* _TEXT EXCERPT_:
To try it out on two monodisperse drop images just run circle_finder from the command line within the downloaded directory. (The images are included)

GUI for finding circles in an image, and determining their radii (e.g. drops)
Image analysis involves three steps
1. Loading images from disc
2. Conditioning images to:
-enhance the circles and remove background
-if necessary resize such that the largest drop radius is smaller
than 255
-select sub-region for circle analysis by zooming and moving within
the enhanced output image (the one on the right!)
3. Selecting appropriate parameters for:
- the range of radii
- the range thicknesses of the circles' arcs
- the depth of the search in terms of either
-the merit, a number from 1 (best fit) to 0 (worst fit), or
-the number of found circles

Analyzing an image produces TWO additional figures
1. "outline" after hitting "outline" in the control GUI "circle_finder"
There are two panels:
-left: the conditioned image using a gaussian mask of given size in
conv2 to flatten the image and enhance contrast
-right: the BW image using a a given threshold
There are three types of GUI input:
-slider for the mask size is set (should be comparable to the line width)
-slider for the threshold value for turning the convolved output image into
a BW image suitable for circle finding
-edit field for imresize factor for reducing image size. The maximum circle radius
should be smaller than 255. Program works best and fastest for
range of radii between 10 and 40. Large numbers of circles can take
up to a minute to process.
To reduce the search use zooming and panning for the right panel
2. "data" after hitting "search" in the control GUI "circle_finder"
This figure has three panels:
-the original image with the centers marked according to the
quality of the fit. Worse fits are larger red markers, better
are smaller blue markers
-the dependence of merit on the order of found circles, using the
same color-coding scheme
-the histogram of the circle radii. This can be in pixels, or by
setting the calibration in units (see below)

* _DATASET EXTRACT_:
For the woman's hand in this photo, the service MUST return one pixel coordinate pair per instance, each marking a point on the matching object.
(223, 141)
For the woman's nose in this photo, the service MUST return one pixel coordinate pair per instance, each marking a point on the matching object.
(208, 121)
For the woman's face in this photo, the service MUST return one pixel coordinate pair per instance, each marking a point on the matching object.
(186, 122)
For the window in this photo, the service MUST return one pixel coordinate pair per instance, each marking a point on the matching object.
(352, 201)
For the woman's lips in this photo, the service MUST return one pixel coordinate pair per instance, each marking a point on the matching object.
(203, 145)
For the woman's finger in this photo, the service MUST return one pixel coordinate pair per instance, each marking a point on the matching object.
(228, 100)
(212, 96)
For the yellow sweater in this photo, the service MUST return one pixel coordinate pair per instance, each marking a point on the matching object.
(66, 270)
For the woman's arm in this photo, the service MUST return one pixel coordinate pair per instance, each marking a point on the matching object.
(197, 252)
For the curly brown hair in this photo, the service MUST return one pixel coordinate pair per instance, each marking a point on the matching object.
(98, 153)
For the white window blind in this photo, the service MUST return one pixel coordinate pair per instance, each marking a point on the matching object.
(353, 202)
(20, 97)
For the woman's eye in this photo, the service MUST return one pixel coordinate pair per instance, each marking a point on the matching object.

* _WHAT NEEDS TO BE DONE_: In the circle finder description, for what range of radii does the program work best and fastest? The records aren't needed here.

* _EXERCISE SOLUTION_: Radii between 10 and 40.